## WORK ORDER 1
According to Yemeni officials in the Yemen strikes article, how many militants had been killed by Monday night?
## WORK ORDER 2
Echo the Yemen strikes article word for word, everything from "U.S. authorities blame" down to "al Qaeda figure.".
## WORK ORDER 3
Write what comes next in the Yemen strikes article, picking up after its final sentence.

## DOCUMENT TEXT
>>>
- At least 65 militants killed since Saturday, Yemeni officials say
- High-value targets believed killed in ground attack, Yemeni official says
- A U.S. drone attack is suspected, but the official won't confirm it
- Other officials express frustration and suspicion at the lack of details
A "massive and unprecedented" assault against al Qaeda fighters in Yemen appears to be targeting high-level operatives of the terrorist network, U.S. analysts said Monday.
It wasn't clear who those targets are, but Yemen's government says it has killed dozens of members of al Qaeda in the Arabian Peninsula in a joint operation with the United States. The ongoing push included a Sunday night ambush in which Yemeni special forces killed men believed to be top leaders of the group, a high-level Yemeni government official being briefed on the strikes told CNN on Monday.
The Yemenis collected the bodies and will perform DNA testing to determine the militants' identities, the official said. In addition, suspected U.S. drone strikes over the weekend pounded a mountain camp where al Qaeda fighters were training for attacks "against Yemeni and foreign interests," Yemen's Supreme Security Committee said.
U.S. authorities blame the Yemen-based branch of al Qaeda for a string of plots against Americans, including the failed attempt to blow up a U.S.-bound jetliner with a bomb concealed in an operative's underwear in 2009. CNN National Security Analyst Fran Townsend said the intensity of the strikes suggests there's a "very real" hope of capturing or killing a top al Qaeda figure.
"The fact that this is an ongoing effort with such massive resources behind it tells you that the target is a very high-value target," Townsend said. "You don't commit the Yemeni army, you don't commit the drones without the target being very real."
By Monday night, at least 65 militants have been killed, some of them from neighboring Saudi Arabia, Yemeni officials said. Another three civilians were killed in a Saturday night drone strike, the high-level Yemeni official said earlier.
'Massive and unprecedented'
The official called the raids "massive and unprecedented." One of the sites targeted is in the same area where scores of al Qaeda followers had gathered recently to hear from Nasir al-Wuhayshi, the head of the terrorist network's Yemeni branch and the global organization's "crown prince," the official said.
In addition to the "undiebomber" plot on Christmas Day 2009, U.S. officials have said AQAP was behind a 2010 plan to load bombs onto cargo planes disguised as computer printers, another plot to blow up a jetliner in 2012 and a 2013 scheme to attack oil and gas ports in Yemen. Its chief bomb designer, Ibrahim al-Asiri, is believed to have dispatched his own brother in a 2009 attempt to kill Saudi Arabia's counterterrorism chief.
Al-Asiri is one of the main reasons AQAP has become "a direct threat" to the United States, Townsend said. Speculation swirled Monday that he was among the targets of the weekend's attacks, but Yemeni officials have so far identified only three men they said were midlevel leaders of the group.
Previous U.S. strikes have killed radical Yemeni-American cleric Anwar al-Awlaki and Fahd al Quso, an al Qaeda operative wanted in the bombing of the destroyer USS Cole in 2000.
<<<
## RECORDED INFORMATION
>>>
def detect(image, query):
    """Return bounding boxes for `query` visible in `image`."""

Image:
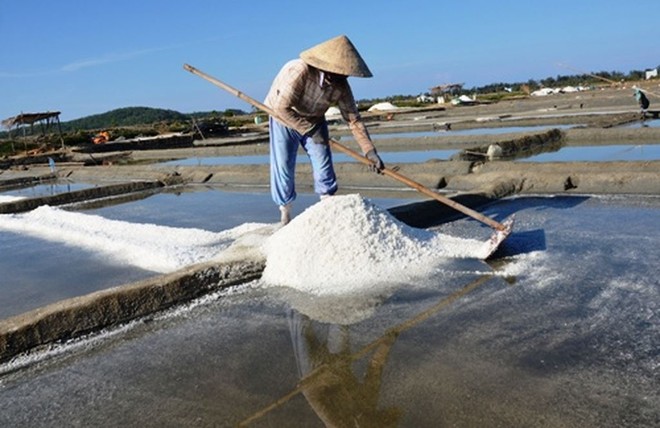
<<<
## ANSWER AREA 1
At least 65

## ANSWER AREA 2
U.S. authorities blame the Yemen-based branch of al Qaeda for a string of plots against Americans, including the failed attempt to blow up a U.S.-bound jetliner with a bomb concealed in an operative's underwear in 2009. CNN National Security Analyst Fran Townsend said the intensity of the strikes suggests there's a "very real" hope of capturing or killing a top al Qaeda figure.

## ANSWER AREA 3
The high-level Yemeni government official would not confirm whether drones were used in the weekend attacks, but the United States is the only country known to have conducted drone strikes in Yemen. As a rule, U.S. officials don't comment on those strikes, and Washington had little to say about the operation Monday.
"We support the Yemeni government's efforts to tackle terrorism within their own borders," White House spokesman Jay Carney told reporters. "And beyond that, for details of these reported incidents, I would refer you to the Yemeni government."
Growing frustration in Yemen
The high-level Yemeni official said it would take time to clarify the details of Sunday's strikes: whether the raids targeted camps, vehicles on the move or both, the full death toll among the militants and whether there were any civilian casualties.
But other Yemeni officials, who asked to remain anonymous as they are not authorized to speak to the media, said there was growing frustration within the government about the lack of clarity and expressed concern that some of the information the military is reporting may be propaganda.
"I'm worried this is an attempt to convince Yemenis that the U.S. and Yemen have turned a corner and are in the process of destroying AQAP," one of those other officials said. "At this hour, the numbers of militants being reported as being killed keeps changing, and we still aren't sure if any civilians have been killed or wounded in these strikes."
He added, "Yemenis are smart enough to doubt initial reports of this type. If this does turn out to be exaggeration, it will make the people here trust their government even less than they do and fuel growing anger over the drone program."
The United States first used armed drones to pick off an al Qaeda operative in Yemen in 2002. Strikes on suspected al Qaeda figures resumed in 2009, with more than 92 drone attacks since then, as well as a further 15 U.S. strikes using other forms of weaponry such as cruise missiles, according to a count by the New America Foundation, a U.S.-based think tank that tracks the raids.
As of Monday, U.S. drone and air strikes have killed an estimated 753 to 965 people in Yemen, of whom the large majority were militants, but at least 81 were civilians, according to the New America Foundation study.